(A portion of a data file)
>> Begin

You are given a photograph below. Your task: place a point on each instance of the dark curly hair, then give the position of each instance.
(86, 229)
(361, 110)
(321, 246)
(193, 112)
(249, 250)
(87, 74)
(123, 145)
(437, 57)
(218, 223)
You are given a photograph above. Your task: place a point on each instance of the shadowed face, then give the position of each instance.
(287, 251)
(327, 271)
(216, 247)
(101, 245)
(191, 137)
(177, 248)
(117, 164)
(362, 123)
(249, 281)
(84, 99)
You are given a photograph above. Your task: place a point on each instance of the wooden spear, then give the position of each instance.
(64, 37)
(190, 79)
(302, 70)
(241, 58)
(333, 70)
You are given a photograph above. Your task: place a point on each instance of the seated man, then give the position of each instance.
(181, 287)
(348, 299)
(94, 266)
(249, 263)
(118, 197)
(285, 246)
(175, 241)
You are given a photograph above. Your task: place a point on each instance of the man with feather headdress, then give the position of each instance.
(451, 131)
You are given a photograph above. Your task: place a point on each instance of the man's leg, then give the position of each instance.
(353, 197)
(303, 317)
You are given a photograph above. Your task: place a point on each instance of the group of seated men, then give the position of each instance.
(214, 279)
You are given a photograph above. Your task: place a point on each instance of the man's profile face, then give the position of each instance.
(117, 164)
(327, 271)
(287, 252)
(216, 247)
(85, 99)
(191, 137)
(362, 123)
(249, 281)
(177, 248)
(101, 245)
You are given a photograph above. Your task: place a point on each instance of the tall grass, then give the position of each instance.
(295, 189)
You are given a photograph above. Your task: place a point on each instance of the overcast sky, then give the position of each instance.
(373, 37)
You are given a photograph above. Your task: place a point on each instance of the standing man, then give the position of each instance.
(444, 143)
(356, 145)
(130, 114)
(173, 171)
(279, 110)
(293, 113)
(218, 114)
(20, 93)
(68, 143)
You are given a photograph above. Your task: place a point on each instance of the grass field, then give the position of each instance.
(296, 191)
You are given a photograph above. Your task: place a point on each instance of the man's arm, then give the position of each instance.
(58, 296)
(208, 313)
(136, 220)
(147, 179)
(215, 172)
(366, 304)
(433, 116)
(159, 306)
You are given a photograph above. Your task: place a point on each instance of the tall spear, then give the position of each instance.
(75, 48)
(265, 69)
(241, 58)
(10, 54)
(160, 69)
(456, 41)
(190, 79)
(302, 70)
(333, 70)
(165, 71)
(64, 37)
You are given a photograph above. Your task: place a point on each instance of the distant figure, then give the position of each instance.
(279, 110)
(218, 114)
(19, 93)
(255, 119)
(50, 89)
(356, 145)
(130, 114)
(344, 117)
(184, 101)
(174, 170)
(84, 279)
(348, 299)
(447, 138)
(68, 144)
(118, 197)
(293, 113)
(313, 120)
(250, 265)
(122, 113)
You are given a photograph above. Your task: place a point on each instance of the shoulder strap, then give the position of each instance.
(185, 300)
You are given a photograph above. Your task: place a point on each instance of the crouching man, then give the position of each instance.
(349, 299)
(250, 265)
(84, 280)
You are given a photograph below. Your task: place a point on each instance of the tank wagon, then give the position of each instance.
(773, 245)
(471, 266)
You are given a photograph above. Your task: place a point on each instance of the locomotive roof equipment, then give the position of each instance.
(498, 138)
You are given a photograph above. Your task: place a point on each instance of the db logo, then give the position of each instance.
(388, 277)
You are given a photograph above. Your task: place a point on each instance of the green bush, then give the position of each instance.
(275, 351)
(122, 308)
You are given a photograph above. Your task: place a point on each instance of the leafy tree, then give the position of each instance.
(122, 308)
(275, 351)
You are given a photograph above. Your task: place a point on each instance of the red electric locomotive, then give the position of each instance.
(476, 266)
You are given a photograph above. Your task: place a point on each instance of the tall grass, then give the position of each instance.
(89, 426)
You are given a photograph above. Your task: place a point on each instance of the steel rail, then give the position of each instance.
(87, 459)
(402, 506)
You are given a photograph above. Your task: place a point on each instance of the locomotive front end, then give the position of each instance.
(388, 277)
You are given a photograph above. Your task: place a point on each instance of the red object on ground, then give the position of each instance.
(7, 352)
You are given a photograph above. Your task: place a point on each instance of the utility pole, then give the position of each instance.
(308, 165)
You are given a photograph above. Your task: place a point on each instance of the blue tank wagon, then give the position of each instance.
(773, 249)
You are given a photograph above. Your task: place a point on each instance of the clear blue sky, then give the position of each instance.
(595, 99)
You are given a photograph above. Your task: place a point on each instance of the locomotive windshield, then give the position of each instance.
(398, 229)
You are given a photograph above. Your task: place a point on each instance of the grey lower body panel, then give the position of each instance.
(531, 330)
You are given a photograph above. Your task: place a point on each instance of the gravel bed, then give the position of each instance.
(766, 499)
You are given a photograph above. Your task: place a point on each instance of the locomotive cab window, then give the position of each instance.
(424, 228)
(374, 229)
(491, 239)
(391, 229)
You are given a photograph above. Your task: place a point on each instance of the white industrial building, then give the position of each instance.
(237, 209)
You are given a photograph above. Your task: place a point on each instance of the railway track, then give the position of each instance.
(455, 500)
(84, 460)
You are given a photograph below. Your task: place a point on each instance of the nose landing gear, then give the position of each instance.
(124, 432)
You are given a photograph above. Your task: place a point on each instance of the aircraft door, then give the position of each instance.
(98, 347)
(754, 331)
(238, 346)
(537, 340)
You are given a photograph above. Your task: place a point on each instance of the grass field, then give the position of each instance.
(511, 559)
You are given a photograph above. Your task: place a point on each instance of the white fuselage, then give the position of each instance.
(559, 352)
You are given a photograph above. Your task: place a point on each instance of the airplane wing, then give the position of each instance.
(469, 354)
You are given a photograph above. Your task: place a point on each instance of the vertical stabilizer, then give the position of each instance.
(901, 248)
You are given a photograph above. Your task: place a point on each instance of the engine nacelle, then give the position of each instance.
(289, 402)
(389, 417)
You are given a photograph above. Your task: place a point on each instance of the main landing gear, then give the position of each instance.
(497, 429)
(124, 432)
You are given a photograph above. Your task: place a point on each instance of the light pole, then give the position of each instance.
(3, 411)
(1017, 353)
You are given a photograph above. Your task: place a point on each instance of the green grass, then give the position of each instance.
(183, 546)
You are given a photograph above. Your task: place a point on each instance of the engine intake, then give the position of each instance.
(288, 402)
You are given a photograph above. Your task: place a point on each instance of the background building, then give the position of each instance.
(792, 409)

>> End

**What the task asks**. Render everything from the line containing "of the light" down to the end of the records as a Markdown table with the columns No. and Text. Number each row and leave out blank lines.

**Task result**.
| No. | Text |
|---|---|
| 1 | You are given a photograph above. Your task: place a point on each instance of the light pole, then give the position of each instance. |
| 2 | (3, 411) |
| 3 | (1017, 353) |
| 4 | You are given a photograph above. Your task: place a point on each instance of the green grass, then give the position of each instance. |
| 5 | (183, 546) |
| 6 | You are given a photograph above. Your task: place a point on each instance of the engine intake, then give the position of each instance. |
| 7 | (288, 402) |
| 8 | You are given a photograph above. Your task: place a point on each instance of the background building, then give the position of each instance. |
| 9 | (792, 409) |